→ **Provided information**:
--- START ---
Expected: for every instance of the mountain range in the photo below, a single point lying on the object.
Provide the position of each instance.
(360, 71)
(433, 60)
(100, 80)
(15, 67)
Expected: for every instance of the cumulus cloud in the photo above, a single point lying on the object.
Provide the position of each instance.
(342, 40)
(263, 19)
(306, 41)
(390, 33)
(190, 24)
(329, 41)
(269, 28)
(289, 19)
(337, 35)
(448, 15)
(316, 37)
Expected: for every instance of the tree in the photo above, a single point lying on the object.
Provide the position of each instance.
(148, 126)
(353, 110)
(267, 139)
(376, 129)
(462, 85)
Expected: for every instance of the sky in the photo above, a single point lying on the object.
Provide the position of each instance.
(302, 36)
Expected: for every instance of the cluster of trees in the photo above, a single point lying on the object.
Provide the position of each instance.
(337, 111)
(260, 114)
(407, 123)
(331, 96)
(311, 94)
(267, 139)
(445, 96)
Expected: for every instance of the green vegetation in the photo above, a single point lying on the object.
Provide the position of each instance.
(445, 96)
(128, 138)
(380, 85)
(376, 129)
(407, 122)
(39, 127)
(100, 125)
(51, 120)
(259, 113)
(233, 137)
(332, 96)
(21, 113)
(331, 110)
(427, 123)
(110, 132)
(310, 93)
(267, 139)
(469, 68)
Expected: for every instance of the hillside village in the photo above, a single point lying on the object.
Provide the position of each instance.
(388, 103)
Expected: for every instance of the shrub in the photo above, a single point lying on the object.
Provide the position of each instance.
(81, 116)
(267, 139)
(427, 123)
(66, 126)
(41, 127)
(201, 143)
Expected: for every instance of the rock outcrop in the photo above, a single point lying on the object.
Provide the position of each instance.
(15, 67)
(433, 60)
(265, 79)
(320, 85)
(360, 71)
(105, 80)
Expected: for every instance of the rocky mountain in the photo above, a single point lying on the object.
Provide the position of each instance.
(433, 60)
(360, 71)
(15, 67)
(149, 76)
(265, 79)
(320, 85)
--- END ---
→ **What the task requires**: For the lines above, output exactly those from the line containing "Expected: for every instance of the cluster" through the line containing "Expected: for every instance of the green", and skip the others.

→ **Answer for the task**:
Expected: for every instance of the cluster of trees in the photo above, a single point lying on the object.
Provide the position of each instance.
(337, 111)
(260, 114)
(407, 123)
(331, 96)
(311, 94)
(267, 139)
(445, 96)
Expected: for every instance of the green vegetation in the photo above, a single point lying on the object.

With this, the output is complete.